**Requirements:** Reproduce the closing part of the entries exactly: the line with "Each instance gets a single point. Label the green lawn" and all lines after it, ending with the last line, and nothing else.

**Provided records:**
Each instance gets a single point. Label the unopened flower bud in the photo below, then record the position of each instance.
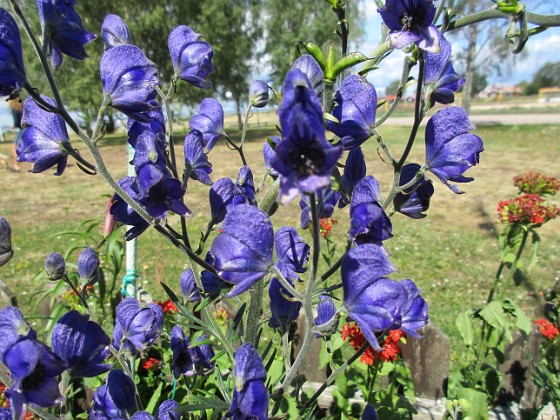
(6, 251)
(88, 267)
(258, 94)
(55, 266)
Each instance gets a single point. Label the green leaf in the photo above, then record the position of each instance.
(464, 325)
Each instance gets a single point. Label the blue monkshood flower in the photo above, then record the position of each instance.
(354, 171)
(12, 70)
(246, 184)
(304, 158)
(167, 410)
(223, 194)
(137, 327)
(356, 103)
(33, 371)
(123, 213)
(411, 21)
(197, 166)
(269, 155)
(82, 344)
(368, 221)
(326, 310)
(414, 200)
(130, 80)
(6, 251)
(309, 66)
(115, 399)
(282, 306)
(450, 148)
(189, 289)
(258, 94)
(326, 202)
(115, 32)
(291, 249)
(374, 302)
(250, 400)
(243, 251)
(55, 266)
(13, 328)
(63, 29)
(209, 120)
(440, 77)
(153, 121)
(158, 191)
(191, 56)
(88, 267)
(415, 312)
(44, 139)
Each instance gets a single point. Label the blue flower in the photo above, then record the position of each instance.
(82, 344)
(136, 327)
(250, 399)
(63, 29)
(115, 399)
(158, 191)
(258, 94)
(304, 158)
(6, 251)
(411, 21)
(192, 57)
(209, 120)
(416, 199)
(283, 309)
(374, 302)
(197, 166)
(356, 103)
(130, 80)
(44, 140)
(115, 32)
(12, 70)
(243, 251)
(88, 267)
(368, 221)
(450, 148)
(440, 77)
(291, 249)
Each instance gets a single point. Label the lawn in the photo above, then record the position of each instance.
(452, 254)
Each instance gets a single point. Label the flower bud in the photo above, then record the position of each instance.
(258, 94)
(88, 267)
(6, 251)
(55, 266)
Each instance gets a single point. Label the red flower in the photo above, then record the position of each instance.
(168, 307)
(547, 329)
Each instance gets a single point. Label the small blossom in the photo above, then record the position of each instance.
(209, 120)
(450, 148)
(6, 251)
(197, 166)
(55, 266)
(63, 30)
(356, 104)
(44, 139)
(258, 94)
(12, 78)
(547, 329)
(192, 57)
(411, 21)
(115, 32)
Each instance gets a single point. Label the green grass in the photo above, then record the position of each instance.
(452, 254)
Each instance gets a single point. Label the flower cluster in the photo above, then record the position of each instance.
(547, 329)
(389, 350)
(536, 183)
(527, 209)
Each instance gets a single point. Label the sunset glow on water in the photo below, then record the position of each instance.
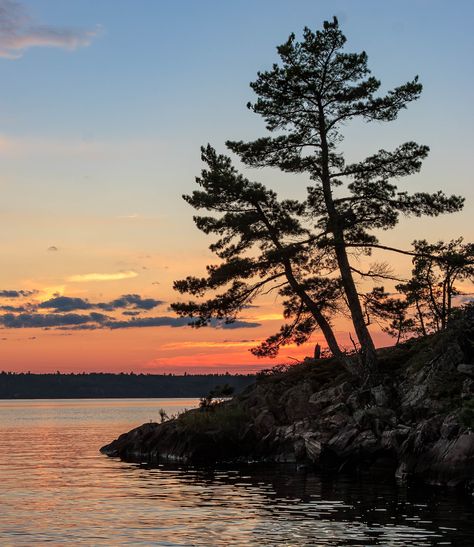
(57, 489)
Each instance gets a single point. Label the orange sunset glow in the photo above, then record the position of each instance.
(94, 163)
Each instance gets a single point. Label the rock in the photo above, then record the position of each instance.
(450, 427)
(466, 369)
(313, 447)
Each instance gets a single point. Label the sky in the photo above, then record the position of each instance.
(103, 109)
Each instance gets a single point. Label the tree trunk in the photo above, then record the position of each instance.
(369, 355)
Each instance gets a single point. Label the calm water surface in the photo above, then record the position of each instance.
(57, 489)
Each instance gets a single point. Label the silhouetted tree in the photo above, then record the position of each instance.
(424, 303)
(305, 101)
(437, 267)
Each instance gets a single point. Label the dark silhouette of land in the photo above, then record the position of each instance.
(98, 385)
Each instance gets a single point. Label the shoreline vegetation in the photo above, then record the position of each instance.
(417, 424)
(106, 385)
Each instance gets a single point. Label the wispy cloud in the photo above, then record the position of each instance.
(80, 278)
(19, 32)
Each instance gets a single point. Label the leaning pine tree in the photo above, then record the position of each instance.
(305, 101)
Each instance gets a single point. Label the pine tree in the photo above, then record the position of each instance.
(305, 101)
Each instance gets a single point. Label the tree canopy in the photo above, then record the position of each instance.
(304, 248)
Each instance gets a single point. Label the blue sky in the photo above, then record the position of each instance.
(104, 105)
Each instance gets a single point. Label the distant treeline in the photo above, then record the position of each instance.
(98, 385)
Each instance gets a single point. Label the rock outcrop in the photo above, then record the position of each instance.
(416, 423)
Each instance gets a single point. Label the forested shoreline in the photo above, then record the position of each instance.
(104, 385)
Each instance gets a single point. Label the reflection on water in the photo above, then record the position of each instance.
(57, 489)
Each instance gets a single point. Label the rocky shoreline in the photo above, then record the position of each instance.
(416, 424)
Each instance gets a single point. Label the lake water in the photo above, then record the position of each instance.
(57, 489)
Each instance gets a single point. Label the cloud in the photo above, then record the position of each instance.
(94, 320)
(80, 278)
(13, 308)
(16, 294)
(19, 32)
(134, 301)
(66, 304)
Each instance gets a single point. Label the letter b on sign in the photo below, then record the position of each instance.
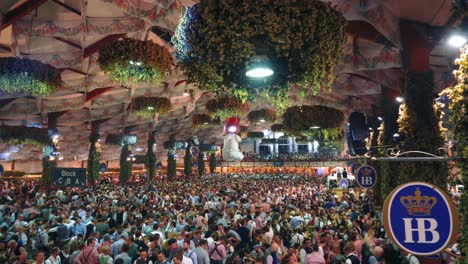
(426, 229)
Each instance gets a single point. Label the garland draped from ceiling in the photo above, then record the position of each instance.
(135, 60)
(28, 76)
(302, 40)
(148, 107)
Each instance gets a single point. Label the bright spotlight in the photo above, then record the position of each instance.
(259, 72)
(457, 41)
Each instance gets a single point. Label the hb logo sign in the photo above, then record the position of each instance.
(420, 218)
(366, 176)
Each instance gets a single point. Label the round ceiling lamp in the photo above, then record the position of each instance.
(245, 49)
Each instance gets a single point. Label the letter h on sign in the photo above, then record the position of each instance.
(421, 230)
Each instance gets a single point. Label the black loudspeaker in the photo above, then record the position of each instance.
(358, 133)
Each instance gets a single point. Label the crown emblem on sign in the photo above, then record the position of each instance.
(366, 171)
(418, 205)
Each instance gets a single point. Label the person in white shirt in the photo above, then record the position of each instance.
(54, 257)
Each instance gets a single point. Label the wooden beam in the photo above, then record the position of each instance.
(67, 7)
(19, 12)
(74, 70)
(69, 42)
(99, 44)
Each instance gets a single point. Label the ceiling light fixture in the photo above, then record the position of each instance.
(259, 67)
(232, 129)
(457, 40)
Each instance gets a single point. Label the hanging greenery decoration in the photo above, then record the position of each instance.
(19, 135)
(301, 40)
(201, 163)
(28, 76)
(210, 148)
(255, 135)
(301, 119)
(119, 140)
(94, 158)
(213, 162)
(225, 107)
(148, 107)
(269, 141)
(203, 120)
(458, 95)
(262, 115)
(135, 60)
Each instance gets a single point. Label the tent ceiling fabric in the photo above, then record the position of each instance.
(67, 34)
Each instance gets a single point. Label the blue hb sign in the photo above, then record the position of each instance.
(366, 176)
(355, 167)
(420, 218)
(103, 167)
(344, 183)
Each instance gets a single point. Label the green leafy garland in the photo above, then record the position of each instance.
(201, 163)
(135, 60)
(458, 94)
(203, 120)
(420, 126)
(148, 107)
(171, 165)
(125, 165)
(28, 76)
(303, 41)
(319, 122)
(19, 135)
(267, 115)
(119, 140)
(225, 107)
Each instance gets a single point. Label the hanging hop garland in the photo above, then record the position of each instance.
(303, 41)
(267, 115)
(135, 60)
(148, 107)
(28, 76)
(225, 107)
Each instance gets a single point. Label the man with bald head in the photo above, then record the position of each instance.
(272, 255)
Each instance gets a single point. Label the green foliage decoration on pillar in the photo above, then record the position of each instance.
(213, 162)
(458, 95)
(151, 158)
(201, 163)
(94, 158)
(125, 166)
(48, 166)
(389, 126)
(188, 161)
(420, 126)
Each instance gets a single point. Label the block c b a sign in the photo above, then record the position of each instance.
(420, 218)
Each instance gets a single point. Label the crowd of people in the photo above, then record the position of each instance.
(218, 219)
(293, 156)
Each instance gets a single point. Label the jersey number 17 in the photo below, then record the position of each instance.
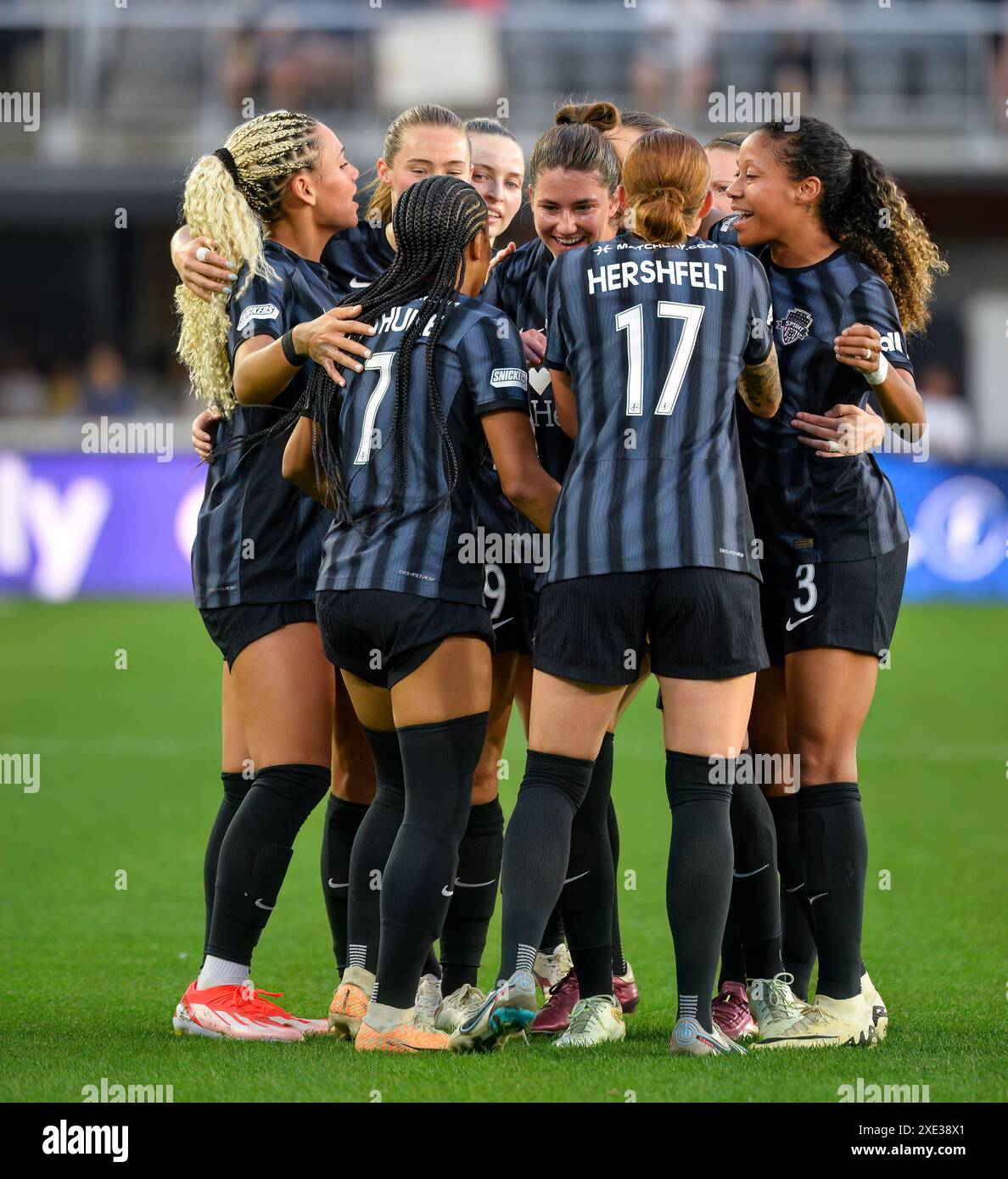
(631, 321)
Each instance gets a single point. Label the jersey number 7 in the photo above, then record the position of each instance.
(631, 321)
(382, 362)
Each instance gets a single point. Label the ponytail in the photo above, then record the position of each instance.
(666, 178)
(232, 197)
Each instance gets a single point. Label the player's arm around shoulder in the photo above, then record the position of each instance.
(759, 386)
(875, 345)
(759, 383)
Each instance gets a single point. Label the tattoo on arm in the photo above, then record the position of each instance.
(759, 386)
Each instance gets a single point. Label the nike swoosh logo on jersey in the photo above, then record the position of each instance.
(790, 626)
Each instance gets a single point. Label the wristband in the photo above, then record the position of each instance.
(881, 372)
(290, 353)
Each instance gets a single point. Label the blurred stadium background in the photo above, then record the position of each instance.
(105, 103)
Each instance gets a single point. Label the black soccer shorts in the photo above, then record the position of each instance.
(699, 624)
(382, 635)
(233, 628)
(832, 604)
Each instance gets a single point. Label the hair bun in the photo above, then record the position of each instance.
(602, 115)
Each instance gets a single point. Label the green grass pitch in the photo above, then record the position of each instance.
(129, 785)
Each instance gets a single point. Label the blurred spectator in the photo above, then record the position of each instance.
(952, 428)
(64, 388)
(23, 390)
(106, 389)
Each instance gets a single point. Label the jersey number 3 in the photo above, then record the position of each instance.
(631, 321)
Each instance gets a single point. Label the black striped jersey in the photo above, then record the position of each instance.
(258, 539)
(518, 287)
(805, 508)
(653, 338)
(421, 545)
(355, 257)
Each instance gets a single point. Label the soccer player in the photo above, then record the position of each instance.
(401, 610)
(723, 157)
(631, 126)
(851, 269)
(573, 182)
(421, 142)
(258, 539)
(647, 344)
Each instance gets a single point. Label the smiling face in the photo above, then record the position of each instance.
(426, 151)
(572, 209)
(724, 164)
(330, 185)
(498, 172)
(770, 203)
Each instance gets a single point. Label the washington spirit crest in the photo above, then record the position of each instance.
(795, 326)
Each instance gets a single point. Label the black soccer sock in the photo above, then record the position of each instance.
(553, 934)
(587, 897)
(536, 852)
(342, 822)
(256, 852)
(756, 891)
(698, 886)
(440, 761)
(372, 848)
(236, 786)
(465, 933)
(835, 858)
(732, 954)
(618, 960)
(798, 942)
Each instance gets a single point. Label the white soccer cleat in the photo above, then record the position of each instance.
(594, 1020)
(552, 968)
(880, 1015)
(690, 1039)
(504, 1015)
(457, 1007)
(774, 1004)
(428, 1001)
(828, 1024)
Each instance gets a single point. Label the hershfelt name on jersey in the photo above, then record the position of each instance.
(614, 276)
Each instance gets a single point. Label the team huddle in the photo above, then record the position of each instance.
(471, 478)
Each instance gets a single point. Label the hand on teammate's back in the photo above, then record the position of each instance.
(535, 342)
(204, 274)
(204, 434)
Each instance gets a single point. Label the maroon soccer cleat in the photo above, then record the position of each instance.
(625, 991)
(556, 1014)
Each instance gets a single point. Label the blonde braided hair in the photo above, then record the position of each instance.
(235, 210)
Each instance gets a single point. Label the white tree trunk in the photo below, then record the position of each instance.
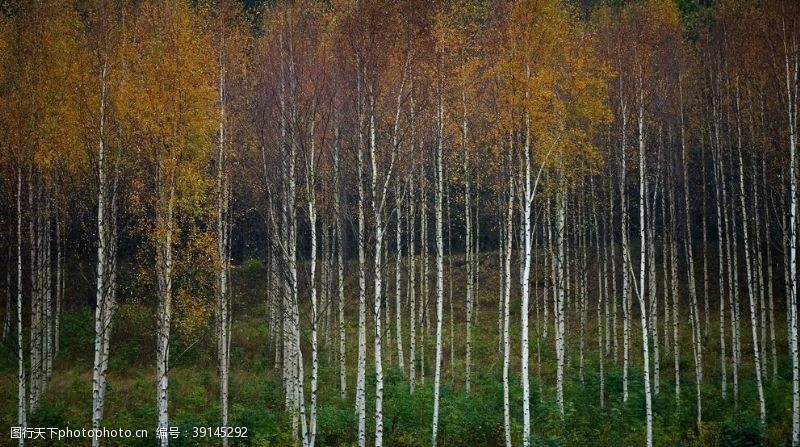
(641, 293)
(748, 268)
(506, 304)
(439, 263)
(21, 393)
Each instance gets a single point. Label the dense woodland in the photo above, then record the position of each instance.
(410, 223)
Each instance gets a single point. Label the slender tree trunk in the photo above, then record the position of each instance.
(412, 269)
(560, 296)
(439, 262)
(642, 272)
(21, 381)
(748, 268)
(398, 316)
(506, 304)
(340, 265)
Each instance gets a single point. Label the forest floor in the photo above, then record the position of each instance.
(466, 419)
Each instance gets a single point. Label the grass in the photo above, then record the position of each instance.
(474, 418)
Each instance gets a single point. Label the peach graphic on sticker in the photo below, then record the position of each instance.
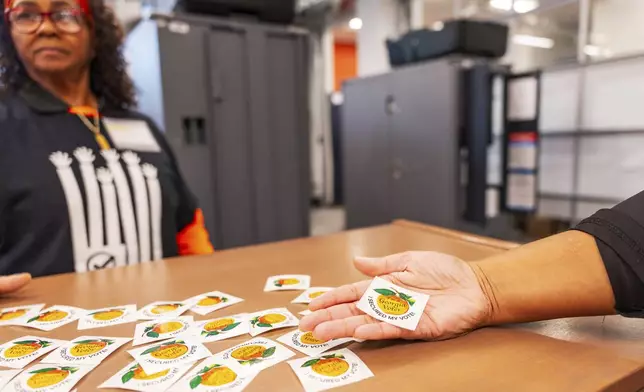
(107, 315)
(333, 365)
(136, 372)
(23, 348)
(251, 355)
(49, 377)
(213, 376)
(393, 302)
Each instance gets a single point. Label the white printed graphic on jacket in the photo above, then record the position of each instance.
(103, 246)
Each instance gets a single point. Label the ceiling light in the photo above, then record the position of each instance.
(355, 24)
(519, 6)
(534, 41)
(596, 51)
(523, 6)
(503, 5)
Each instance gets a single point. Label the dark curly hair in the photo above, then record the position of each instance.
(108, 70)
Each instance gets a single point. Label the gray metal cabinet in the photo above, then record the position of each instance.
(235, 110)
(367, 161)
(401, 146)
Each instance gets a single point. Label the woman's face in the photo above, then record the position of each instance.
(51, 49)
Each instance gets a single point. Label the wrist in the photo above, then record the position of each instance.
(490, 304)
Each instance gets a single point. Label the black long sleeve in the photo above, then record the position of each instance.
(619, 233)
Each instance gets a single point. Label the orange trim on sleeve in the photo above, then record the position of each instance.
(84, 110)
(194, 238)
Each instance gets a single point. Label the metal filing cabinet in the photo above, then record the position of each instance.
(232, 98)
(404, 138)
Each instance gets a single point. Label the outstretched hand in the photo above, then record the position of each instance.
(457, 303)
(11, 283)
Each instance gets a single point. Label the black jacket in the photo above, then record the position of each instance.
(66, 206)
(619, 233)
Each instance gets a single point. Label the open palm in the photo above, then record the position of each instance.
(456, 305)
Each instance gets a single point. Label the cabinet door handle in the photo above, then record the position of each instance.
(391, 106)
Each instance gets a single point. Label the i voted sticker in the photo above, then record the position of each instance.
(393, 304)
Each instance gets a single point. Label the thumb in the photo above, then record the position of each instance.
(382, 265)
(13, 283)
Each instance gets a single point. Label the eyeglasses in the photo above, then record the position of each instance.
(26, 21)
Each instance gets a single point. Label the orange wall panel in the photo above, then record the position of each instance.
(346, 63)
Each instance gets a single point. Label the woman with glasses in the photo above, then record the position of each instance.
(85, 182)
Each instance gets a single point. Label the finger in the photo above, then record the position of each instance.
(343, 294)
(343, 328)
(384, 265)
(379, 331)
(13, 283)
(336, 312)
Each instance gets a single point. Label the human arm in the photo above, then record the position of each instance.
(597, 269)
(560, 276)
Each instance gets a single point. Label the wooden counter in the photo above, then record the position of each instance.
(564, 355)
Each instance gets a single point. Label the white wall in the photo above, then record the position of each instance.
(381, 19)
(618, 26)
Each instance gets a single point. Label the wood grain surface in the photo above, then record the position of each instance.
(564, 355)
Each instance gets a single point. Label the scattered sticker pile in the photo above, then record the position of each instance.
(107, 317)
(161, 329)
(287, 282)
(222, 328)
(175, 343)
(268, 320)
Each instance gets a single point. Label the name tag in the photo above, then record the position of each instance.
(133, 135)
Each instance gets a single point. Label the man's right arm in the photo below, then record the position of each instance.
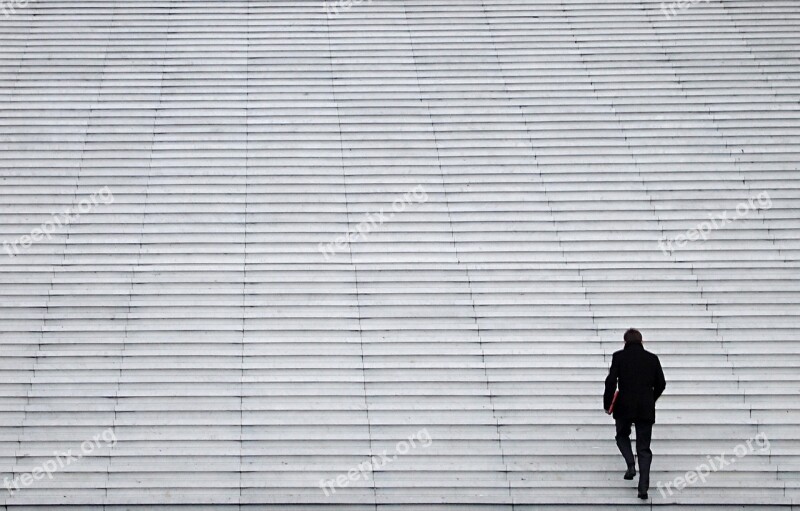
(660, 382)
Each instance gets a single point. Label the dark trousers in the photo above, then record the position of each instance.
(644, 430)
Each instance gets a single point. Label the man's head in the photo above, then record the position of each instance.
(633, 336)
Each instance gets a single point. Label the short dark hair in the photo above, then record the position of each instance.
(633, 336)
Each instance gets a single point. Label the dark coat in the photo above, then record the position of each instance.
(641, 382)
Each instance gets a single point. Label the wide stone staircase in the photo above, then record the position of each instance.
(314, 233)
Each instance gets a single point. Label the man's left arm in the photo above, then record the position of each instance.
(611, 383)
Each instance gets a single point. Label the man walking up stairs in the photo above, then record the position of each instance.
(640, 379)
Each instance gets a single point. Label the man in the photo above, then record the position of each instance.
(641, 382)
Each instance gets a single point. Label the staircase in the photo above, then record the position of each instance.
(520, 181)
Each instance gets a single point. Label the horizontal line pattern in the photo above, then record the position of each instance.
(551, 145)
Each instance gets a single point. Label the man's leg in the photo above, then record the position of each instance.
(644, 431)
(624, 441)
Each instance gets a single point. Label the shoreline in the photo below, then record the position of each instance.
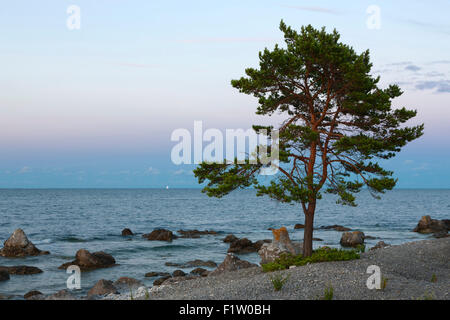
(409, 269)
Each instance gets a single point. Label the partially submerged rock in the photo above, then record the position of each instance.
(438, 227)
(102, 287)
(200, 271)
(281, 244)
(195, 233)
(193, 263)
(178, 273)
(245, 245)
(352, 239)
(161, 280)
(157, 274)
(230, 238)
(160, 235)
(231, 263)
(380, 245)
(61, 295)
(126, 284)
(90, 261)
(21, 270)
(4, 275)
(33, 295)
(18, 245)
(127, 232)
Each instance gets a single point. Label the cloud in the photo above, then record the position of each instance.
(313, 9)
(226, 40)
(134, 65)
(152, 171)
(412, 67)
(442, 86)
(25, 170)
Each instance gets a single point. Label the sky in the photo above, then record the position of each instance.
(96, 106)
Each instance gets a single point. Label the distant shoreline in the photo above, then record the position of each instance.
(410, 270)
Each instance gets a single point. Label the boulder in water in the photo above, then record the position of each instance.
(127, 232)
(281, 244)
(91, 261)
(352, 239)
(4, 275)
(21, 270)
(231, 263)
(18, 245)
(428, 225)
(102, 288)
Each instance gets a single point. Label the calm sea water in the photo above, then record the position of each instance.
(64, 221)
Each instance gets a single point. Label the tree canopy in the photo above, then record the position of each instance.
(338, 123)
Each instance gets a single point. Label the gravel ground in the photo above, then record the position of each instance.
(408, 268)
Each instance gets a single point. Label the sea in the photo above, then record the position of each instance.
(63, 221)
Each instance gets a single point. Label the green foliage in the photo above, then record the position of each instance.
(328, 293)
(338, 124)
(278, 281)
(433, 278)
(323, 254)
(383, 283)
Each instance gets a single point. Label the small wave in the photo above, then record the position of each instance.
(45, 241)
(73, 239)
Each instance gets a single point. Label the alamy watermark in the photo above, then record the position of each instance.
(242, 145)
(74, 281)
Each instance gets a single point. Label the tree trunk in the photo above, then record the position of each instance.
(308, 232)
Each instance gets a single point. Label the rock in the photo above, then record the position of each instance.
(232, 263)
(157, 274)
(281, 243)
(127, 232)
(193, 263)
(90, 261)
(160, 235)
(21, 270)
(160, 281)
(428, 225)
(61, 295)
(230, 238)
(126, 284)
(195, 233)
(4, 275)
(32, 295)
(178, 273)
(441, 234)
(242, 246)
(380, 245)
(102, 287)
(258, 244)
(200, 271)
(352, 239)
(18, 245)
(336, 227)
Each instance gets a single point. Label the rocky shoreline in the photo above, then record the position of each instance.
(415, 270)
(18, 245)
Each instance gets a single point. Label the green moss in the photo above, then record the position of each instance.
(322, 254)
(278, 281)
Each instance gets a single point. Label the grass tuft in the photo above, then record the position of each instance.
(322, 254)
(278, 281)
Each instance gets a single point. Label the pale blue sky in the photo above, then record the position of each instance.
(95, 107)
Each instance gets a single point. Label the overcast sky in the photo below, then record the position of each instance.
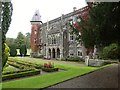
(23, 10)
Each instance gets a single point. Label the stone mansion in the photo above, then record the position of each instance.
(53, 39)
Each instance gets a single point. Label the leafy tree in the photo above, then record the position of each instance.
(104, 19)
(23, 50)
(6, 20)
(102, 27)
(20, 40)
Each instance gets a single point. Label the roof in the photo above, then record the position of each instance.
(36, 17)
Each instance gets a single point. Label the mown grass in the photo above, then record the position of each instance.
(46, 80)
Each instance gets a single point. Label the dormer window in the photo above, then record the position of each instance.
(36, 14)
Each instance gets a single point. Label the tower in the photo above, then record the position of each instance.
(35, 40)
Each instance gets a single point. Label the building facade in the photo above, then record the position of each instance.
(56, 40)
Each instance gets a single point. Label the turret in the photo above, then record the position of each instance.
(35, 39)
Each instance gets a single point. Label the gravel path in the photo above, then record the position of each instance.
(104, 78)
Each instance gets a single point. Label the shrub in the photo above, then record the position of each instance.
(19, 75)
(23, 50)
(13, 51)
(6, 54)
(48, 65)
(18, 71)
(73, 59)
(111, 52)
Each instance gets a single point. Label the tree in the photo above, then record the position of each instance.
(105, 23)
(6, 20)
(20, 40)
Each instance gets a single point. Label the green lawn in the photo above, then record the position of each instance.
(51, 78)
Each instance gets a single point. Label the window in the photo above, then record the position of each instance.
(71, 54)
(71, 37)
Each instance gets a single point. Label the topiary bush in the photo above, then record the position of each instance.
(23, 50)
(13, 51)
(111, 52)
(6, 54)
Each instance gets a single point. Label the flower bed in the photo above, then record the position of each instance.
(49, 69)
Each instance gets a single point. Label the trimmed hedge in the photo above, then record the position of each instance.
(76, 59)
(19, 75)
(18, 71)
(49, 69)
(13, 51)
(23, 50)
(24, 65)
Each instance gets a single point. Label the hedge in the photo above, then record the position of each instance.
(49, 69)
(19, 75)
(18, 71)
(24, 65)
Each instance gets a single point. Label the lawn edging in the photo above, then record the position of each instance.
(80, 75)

**Written answer:**
Each instance gets a single point. Label the green lawn in the photo above, then record the position of each instance.
(51, 78)
Each instance gets a single point. Label the window in the photo above, then record the position of each instance.
(71, 54)
(71, 37)
Each instance gets a single point. Label the topiary bush in the photo above, then record the position of each instance.
(23, 50)
(13, 51)
(111, 52)
(6, 54)
Each instance gets a single point. Label the flower bed in the photo above, then record the position of each instance.
(49, 69)
Each instance gets a single point. Label the trimmed hedge in the photo above, then record the position of each instance.
(76, 59)
(19, 75)
(18, 71)
(49, 69)
(13, 51)
(23, 50)
(24, 65)
Each instance gets a single point. Label the hedge in the photo above, then record the position of each instance.
(49, 69)
(19, 75)
(18, 71)
(24, 65)
Each instance gets a single point. Label the lawn edging in the photo above, then record the position of each instance.
(80, 75)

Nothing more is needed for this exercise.